▶ **Excerpted data**
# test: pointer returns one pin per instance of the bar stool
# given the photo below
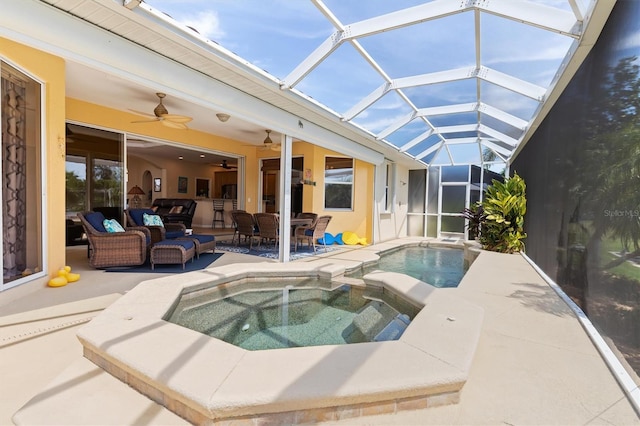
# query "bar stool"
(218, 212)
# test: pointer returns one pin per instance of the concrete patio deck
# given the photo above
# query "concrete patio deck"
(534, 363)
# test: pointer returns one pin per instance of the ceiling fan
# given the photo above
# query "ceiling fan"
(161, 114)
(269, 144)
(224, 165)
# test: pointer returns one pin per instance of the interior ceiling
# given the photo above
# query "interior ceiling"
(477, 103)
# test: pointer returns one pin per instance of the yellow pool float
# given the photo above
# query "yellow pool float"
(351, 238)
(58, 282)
--
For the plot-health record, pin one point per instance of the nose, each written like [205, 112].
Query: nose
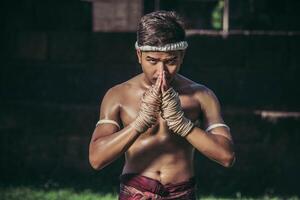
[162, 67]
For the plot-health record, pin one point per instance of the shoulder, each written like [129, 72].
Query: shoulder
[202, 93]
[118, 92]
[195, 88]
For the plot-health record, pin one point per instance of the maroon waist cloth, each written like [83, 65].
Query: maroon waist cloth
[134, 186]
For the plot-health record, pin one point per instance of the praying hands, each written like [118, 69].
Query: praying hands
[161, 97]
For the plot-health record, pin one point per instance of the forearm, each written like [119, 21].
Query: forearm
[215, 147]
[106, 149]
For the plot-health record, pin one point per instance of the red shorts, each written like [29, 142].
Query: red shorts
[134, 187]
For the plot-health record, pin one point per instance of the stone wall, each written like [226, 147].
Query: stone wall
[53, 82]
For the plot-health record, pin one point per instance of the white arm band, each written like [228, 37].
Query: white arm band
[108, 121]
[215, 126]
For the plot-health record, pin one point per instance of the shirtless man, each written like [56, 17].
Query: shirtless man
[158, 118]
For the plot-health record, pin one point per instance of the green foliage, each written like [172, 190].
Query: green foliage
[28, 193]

▶ **What you are asked to do**
Identify every line in the items above that contains the word "pointer", and copy each such line.

▶ **Reply**
# test: pointer returns one pin per instance of the bar stool
# test: pointer returns one pin per instance of the concrete patio deck
# test: pointer returns one pin per instance of the ceiling fan
# test: pointer returns one pin per instance of the interior ceiling
# test: pointer returns one pin per instance of the yellow pool float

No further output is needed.